== Apply what you read ==
1/ In the puppy diary entry, what name did the family give the new puppy?
2/ List every one of the "fiddly things" that the puppy diary entry says the writer did on the rainy day.
3/ Write what comes next in the puppy diary entry, picking up after its final sentence.

== Exercise passage ==

.....

Day Fifteen: Puppy Time!

We have a puppy at the house now! Daisy Snowball Prater joined our family officially yesterday when we took her from her doggy family on the hill down to live at our house with her new human family. So this morning when I woke up at six for my usual two hours of work before everyone else wakes up, it was to the sound of Daisy whining in her crate on the porch. I let her out and carried her off the porch in the dark so she could do her business. She then became my work buddy. I took my
Daisy "helping" me with
some e-mails. 
laptop outside and scratched and petted her while I checked e-mails. She soon fell back asleep, so I was able to sneak inside to do some video editing and e-mailing without her tugging at my nightie hem or slippers with her sharp little teeth.

William galumphed down the stairs at about seven, but he disappeared outside to play with Daisy so I could finish up my work. He did, however, wake up Taiya when he was barking loudly to the puppy, trying to get Daisy to follow him somewhere. 

It was a chilly morning, and overcast all day, ending in a slow and steady rain. Time seems to move more haltingly on rainy days. I did lots of fiddly things, interrupted by puppy and children at regular intervals: I fed my two-day-old sourdough starter that hasn't started doing anything yet, I rinsed my sprouts that haven't sprouted yet, made sweet red bean paste with adzuki beans, then made sticky rice cake with the paste later in the day for an afternoon snack. Taiya and William hated them, Jeremy thought they were okay, and I thought they were delicious. Taiya said they would be better with Nutella in the middle, and she is right. But I still liked them. The kids were "reading" books on Epic for much of the afternoon, which gave me some time to catch up on household work without feeling too guilty about their brains being melted by Glitter Force-like shows.

.....

== Entries provided ==
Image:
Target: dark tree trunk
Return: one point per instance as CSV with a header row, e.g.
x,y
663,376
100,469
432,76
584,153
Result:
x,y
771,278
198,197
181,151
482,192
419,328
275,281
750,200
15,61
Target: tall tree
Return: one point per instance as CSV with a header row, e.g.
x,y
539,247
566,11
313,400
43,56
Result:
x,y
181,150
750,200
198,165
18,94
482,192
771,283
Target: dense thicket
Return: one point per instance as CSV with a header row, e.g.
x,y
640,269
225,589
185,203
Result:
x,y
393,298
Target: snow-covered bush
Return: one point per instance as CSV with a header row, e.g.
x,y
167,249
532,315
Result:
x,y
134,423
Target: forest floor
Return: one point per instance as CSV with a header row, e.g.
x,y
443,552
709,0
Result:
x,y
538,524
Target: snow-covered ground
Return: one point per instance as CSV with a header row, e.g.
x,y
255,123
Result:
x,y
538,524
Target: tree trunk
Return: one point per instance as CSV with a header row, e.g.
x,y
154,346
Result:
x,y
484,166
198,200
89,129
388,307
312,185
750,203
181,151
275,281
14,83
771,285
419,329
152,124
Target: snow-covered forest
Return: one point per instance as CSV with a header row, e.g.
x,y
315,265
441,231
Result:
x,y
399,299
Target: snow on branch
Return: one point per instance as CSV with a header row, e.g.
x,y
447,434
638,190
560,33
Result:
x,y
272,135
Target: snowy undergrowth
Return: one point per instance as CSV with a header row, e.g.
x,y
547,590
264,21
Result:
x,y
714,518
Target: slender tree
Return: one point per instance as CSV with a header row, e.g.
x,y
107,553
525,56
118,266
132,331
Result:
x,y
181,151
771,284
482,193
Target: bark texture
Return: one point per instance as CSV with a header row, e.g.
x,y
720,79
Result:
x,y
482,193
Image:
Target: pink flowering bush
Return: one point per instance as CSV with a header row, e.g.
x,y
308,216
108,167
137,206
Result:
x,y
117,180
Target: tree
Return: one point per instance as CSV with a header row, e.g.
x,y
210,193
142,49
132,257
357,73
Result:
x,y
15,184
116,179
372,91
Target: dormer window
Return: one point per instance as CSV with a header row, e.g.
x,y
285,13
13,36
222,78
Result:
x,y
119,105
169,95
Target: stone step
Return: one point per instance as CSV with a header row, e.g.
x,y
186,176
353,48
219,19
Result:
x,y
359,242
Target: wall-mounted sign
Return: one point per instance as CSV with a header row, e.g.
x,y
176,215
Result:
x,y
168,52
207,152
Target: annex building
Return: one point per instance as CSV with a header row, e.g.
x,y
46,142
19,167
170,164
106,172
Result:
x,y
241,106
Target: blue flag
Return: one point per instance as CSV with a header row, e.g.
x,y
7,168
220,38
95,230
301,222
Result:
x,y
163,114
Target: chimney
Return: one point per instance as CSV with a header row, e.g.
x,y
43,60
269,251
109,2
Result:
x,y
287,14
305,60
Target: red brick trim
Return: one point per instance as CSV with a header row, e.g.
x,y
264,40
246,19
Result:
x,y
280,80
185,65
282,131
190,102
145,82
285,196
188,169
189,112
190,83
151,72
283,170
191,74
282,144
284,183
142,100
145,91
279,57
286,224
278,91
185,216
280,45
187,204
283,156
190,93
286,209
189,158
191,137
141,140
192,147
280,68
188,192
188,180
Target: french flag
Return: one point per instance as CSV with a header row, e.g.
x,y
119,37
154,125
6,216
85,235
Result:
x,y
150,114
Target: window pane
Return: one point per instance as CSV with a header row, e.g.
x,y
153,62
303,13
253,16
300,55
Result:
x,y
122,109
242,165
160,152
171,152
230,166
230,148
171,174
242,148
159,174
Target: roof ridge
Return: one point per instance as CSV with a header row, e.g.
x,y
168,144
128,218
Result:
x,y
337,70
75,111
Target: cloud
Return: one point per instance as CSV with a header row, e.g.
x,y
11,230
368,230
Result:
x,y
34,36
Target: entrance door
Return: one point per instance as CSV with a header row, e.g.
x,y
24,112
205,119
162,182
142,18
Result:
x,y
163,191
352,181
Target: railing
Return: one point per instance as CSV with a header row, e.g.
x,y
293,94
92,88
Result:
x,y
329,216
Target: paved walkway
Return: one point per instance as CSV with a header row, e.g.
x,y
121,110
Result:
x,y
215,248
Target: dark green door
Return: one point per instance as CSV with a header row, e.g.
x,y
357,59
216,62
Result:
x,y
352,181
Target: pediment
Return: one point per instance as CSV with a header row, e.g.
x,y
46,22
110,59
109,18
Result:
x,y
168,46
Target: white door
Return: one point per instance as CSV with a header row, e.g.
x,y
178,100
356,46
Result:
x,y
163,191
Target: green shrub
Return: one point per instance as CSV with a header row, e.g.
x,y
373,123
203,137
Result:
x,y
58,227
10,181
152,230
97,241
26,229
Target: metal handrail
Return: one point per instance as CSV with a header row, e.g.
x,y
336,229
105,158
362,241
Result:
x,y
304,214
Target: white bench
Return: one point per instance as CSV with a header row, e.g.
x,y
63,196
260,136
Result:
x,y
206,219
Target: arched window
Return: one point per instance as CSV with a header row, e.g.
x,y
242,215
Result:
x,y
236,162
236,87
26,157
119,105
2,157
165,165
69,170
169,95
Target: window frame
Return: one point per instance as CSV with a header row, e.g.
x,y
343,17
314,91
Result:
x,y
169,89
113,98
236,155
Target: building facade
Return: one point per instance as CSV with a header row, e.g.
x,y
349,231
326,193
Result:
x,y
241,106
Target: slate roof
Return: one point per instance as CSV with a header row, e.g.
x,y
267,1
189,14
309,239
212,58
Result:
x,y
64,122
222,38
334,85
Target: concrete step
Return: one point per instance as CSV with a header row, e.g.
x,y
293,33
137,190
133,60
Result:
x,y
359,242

.....

== Activity answers ==
1/ Daisy Snowball Prater

2/
- Fed a two-day-old sourdough starter
- Rinsed sprouts
- Made sweet red bean paste with adzuki beans
- Made sticky rice cake with the paste for an afternoon snack

3/
Finished sticky rice cakes
with red bean paste filling.
Making sticky rice cakes.




Sourdough starter, day two. Still no activity.
I don't think our house is warm enough right now.

After a while Taiya and I sat down and she finished up her school work that she'd been putting off all "spring break" (last week). She hates doing it, so I tried to make it funny for her, making jokes about her fragmented sentences worksheet. After many minutes of me cracking her up by finishing sentence fragments in ridiculous ways, she said I was the funniest person she knows. Then she said actually Daddy was. Then she said actually Uncle Jared was. Stiff competition, certainly! I'm honored to be a bronze medalist among these jokers. 

For dinner I made a soup from my newest cookbook acquisition, Chetna's Healthy Indian, a soup with chickpeas, tomatoes, spinach, and butternut squash, spiced with cinnamon and cumin. It was so delicious. I made couscous to go with it, and it made it a warming, well-rounded meal. I highly recommend that cookbook, I have made several recipes in it and they all turned out well, even in spite of my having to leave things out or make substitutions, since I don't have easy access to many of the spices. 
You should make this the next time it's cold and rainy. 

The children watched a new Looney Tunes compilation Jeremy got at the store the other day after dinner, delighting in Tom & Jerry and Bugs Bunny. I sat downstairs working, enjoying the soundtrack to those old shows. There is so little talking in them, and the music is so expressive. I don't remember watching them much as a kid--we were mostly Sesame Street watchers--so it's all new to me, and it's a lot better (though there's a lot of painfully dated material) than I thought it would be. 

So, Day Fifteen, the third Monday of Stay Home Time, is put to bed. If there wasn't a global pandemic happening I would have been at NCAT's Soil Health Innovations Conference in Bozeman, Montana today, hobnobbing with some of the nations experts on soil health and sustainable and organic agriculture. It has been postponed until November so I haven't missed out entirely, but it was disappointing for it to be derailed. I know it is just one of many, many things that has been postponed, canceled, delayed, lost, or forgotten in this time. May we appreciate these events all the more when they are rescheduled!